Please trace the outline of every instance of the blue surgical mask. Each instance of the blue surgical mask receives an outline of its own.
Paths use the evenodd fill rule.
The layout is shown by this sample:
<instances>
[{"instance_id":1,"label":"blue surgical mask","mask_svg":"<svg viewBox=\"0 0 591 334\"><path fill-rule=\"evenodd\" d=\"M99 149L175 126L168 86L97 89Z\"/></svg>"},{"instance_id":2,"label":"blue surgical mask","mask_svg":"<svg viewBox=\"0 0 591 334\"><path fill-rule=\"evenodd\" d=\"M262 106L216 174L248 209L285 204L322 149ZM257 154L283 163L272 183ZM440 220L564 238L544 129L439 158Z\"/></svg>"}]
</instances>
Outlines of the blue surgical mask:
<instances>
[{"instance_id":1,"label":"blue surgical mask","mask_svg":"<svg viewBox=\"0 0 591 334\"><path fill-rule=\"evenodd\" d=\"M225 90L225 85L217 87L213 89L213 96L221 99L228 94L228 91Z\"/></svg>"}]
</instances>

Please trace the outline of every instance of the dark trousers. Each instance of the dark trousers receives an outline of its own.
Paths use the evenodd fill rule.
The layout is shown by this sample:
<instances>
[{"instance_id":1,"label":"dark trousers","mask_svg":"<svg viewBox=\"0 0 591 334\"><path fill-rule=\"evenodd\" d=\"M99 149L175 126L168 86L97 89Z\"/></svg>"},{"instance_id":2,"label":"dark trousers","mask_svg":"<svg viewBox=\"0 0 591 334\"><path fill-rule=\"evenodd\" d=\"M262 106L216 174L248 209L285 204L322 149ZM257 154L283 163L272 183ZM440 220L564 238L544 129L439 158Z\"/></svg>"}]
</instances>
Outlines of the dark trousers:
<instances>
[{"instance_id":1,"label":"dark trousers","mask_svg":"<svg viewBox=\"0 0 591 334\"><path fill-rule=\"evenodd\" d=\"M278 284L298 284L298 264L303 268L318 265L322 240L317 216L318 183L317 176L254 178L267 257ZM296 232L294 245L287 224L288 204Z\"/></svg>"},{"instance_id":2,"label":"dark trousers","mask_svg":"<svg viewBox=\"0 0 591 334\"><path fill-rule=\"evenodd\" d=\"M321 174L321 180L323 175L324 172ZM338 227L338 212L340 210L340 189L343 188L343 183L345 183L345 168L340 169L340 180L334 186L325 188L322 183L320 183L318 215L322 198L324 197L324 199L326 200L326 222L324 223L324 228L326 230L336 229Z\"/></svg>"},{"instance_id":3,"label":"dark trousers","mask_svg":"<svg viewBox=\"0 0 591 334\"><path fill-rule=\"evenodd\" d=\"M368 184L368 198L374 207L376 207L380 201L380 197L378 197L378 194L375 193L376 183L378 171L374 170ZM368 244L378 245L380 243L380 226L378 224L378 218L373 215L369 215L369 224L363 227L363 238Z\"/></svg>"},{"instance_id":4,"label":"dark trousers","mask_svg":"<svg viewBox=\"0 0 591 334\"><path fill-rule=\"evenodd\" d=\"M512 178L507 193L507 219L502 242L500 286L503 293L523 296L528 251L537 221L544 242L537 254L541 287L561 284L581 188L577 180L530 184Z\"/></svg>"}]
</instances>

==============================

:: Description of the task ::
Output every record above exactly as it appears.

:: Task solution ::
Please trace the outline of every instance of the blue surgical mask. Each instance of the blue surgical mask receives an outline of its own.
Paths use the evenodd fill rule.
The layout is shown by this sample:
<instances>
[{"instance_id":1,"label":"blue surgical mask","mask_svg":"<svg viewBox=\"0 0 591 334\"><path fill-rule=\"evenodd\" d=\"M99 149L175 126L168 86L97 89Z\"/></svg>"},{"instance_id":2,"label":"blue surgical mask","mask_svg":"<svg viewBox=\"0 0 591 334\"><path fill-rule=\"evenodd\" d=\"M262 106L216 174L248 209L285 204L322 149ZM257 154L283 163L272 183ZM440 220L564 238L544 129L439 158Z\"/></svg>"}]
</instances>
Outlines of the blue surgical mask:
<instances>
[{"instance_id":1,"label":"blue surgical mask","mask_svg":"<svg viewBox=\"0 0 591 334\"><path fill-rule=\"evenodd\" d=\"M225 90L225 85L217 87L213 89L213 96L221 99L228 94L228 91Z\"/></svg>"}]
</instances>

Please trace the outline of every instance of the dark trousers. Each instance of the dark trousers receives an outline of its own.
Paths use the evenodd fill rule.
The layout is shown by this sample:
<instances>
[{"instance_id":1,"label":"dark trousers","mask_svg":"<svg viewBox=\"0 0 591 334\"><path fill-rule=\"evenodd\" d=\"M99 149L175 126L168 86L97 89Z\"/></svg>"},{"instance_id":2,"label":"dark trousers","mask_svg":"<svg viewBox=\"0 0 591 334\"><path fill-rule=\"evenodd\" d=\"M262 106L216 174L248 209L285 204L322 149ZM257 154L283 163L272 183ZM440 220L564 238L544 129L439 158Z\"/></svg>"}]
</instances>
Outlines of the dark trousers:
<instances>
[{"instance_id":1,"label":"dark trousers","mask_svg":"<svg viewBox=\"0 0 591 334\"><path fill-rule=\"evenodd\" d=\"M278 284L298 284L298 264L303 268L318 265L322 240L317 216L318 183L317 176L254 178L267 257ZM296 232L294 245L287 224L288 204Z\"/></svg>"},{"instance_id":2,"label":"dark trousers","mask_svg":"<svg viewBox=\"0 0 591 334\"><path fill-rule=\"evenodd\" d=\"M321 174L321 180L323 175L324 172ZM338 227L338 212L340 210L340 189L343 188L343 183L345 183L345 168L340 169L340 180L334 186L325 188L322 183L320 183L318 215L322 198L324 197L324 199L326 200L326 222L324 223L324 228L326 230L336 229Z\"/></svg>"},{"instance_id":3,"label":"dark trousers","mask_svg":"<svg viewBox=\"0 0 591 334\"><path fill-rule=\"evenodd\" d=\"M368 184L368 198L374 207L376 207L380 201L380 197L378 197L378 194L375 193L376 183L378 171L374 170ZM368 244L378 245L380 243L380 226L378 224L378 218L373 215L369 215L369 224L363 227L363 238Z\"/></svg>"},{"instance_id":4,"label":"dark trousers","mask_svg":"<svg viewBox=\"0 0 591 334\"><path fill-rule=\"evenodd\" d=\"M512 178L507 193L507 219L502 242L500 286L503 293L523 296L528 251L537 221L544 242L537 254L541 287L561 284L581 188L577 180L530 184Z\"/></svg>"}]
</instances>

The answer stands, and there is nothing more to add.